A run of rows:

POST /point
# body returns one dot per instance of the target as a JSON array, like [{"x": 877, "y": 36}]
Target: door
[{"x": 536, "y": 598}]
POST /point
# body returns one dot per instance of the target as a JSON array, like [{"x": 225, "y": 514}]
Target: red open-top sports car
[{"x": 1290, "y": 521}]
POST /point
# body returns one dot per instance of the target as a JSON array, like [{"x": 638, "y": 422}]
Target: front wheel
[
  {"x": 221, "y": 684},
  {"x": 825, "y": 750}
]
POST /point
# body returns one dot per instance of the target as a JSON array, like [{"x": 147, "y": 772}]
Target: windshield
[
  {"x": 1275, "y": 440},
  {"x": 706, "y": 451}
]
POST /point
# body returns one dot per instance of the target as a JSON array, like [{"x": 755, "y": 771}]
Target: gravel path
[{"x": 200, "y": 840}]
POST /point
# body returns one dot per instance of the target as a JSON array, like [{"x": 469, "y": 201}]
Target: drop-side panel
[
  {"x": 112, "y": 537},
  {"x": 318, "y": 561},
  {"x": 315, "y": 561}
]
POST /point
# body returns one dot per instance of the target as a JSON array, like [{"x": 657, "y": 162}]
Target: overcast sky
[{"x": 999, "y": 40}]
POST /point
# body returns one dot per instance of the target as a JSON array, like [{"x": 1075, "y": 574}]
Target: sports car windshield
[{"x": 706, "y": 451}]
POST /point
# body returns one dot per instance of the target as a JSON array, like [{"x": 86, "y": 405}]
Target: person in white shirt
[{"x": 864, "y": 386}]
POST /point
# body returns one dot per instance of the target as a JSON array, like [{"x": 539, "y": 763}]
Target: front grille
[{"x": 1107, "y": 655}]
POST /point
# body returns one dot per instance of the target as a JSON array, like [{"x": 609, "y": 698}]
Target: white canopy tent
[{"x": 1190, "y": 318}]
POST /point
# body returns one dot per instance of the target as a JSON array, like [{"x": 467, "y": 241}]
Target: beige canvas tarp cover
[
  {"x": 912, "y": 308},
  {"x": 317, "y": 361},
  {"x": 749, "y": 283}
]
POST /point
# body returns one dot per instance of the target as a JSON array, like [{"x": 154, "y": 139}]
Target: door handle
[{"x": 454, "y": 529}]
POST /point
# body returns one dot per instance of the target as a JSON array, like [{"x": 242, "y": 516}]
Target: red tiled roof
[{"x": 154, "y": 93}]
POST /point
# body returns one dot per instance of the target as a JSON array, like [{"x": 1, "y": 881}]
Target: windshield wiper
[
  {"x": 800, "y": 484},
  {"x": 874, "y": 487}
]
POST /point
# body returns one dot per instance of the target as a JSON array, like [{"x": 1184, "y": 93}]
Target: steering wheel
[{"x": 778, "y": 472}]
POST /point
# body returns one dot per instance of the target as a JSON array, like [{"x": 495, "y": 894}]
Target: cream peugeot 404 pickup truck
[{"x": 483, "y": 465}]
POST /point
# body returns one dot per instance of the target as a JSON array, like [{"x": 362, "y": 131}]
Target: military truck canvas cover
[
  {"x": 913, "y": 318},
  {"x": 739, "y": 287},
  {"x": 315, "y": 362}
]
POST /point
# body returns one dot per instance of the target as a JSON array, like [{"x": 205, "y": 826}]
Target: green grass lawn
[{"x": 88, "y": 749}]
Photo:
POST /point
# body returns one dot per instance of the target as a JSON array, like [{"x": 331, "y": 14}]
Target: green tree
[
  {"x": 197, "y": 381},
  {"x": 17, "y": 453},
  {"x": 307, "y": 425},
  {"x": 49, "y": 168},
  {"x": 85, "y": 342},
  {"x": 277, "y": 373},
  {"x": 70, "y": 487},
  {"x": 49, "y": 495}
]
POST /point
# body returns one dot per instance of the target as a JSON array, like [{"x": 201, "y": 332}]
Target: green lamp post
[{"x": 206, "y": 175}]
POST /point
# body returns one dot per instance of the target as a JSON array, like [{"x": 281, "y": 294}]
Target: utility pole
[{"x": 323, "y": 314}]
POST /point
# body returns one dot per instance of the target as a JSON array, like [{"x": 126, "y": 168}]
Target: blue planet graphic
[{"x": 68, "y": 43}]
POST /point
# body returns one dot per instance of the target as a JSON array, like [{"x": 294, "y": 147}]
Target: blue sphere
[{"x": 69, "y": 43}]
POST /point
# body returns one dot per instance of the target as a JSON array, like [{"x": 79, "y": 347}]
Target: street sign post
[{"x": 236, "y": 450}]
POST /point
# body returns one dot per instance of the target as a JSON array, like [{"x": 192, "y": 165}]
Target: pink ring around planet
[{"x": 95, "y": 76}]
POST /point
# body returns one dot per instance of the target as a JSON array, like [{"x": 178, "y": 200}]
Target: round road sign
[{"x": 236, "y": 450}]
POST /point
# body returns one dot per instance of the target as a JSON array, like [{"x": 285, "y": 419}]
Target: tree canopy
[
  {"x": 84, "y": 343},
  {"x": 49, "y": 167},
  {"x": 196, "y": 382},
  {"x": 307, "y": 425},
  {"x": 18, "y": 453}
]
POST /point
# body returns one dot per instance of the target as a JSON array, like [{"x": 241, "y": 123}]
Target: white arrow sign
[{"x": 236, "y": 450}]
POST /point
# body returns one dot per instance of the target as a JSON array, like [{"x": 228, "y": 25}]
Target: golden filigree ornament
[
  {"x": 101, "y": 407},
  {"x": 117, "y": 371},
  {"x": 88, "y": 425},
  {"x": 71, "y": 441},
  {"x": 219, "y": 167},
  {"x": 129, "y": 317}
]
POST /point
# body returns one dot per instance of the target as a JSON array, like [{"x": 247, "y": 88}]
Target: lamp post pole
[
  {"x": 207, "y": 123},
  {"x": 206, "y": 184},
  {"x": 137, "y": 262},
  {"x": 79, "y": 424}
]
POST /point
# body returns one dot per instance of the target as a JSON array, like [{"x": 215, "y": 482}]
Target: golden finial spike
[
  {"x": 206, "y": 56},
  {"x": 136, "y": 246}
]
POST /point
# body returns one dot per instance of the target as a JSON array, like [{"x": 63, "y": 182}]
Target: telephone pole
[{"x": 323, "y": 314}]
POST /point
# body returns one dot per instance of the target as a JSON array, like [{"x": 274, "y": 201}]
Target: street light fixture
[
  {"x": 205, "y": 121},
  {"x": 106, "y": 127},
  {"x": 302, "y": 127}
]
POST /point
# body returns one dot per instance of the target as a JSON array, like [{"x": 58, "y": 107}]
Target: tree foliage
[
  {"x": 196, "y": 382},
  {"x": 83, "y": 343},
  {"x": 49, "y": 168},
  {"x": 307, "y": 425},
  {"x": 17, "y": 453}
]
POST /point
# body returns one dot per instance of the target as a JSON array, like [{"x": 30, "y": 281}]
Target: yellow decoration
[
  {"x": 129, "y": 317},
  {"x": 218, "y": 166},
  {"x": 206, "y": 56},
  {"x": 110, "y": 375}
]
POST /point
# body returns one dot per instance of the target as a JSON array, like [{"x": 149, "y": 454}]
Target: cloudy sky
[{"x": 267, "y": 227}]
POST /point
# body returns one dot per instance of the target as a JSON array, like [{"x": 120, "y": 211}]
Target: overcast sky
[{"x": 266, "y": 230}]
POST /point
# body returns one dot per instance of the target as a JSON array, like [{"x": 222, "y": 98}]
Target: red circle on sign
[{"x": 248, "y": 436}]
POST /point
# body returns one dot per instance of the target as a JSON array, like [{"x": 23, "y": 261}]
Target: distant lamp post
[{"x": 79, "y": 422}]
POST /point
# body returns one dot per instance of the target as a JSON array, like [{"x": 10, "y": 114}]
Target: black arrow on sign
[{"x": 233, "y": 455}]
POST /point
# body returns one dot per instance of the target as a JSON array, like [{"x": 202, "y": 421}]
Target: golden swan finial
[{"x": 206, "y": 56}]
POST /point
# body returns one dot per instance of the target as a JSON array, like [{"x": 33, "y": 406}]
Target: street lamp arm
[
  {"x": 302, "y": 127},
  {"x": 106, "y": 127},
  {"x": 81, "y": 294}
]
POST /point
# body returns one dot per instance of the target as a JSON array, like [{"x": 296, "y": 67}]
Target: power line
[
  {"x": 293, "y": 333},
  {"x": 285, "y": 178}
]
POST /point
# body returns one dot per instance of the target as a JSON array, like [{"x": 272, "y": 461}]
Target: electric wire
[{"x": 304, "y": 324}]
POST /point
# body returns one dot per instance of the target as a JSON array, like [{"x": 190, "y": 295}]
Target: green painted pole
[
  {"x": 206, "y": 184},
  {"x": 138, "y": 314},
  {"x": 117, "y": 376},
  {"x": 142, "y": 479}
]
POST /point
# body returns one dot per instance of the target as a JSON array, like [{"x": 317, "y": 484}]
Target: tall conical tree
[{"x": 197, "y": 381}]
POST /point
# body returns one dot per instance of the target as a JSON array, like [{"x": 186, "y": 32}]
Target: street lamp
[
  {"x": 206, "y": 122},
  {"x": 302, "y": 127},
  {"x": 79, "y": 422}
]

- [DESCRIPTION OF THE TASK]: Please count the lines in the rows above that contain the string "green". Reply with the number alone.

- [WRITTEN RESPONSE]: 4